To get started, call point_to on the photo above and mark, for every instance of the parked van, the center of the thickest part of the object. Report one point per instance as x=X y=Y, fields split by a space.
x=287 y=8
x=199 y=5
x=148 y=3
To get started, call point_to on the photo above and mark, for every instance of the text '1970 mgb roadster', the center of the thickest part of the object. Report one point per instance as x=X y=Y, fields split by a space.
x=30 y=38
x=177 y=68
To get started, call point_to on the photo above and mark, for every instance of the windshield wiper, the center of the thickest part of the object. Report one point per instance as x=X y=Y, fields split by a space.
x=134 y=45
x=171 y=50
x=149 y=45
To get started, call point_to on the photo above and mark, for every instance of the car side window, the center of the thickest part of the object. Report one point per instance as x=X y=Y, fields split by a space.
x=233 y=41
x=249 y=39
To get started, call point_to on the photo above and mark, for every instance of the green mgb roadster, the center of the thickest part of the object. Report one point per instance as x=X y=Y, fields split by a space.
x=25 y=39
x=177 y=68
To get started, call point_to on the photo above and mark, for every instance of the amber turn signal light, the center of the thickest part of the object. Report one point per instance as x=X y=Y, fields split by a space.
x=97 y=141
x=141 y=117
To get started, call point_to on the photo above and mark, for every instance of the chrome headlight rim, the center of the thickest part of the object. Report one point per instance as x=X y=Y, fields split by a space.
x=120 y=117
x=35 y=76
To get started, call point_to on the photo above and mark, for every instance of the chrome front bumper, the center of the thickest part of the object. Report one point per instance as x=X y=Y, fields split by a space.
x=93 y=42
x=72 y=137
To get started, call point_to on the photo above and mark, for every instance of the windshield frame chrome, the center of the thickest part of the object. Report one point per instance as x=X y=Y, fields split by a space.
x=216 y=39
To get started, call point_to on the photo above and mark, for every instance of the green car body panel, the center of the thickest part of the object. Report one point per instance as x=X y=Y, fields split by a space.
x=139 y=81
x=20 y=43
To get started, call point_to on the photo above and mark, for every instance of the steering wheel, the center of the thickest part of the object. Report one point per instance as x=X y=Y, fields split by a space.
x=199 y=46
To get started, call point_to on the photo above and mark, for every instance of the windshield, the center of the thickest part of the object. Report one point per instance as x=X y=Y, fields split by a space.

· · · · · · ·

(Required action):
Would you transcribe, exactly, the lines running from the one that contains "the windshield frame" through the final line of the listing above? Include both ends and nothing else.

(Your response):
To get started, call point_to on the photo above and mark, for every instance of the windshield frame chrome, the center of the thickest part of the object. Report one point per instance as x=X y=Y, fields split by a space.
x=216 y=39
To get started, call point_to on the photo above and mark, for every instance of the green car body panel, the center of the thickest part of the object. Report one point per instance as x=X y=Y, fields split by a space.
x=139 y=81
x=20 y=43
To get started, call point_to on the photo above and mark, for every instance of the steering wheel, the center of the thickest part of the object. Report one point per instance as x=X y=Y, fields split by a space.
x=199 y=46
To get started, call point_to on the photo above and mark, for every instance of the windshield, the center of the thickest part of the object. Report one point per instance as x=X y=Y, fields split by a space.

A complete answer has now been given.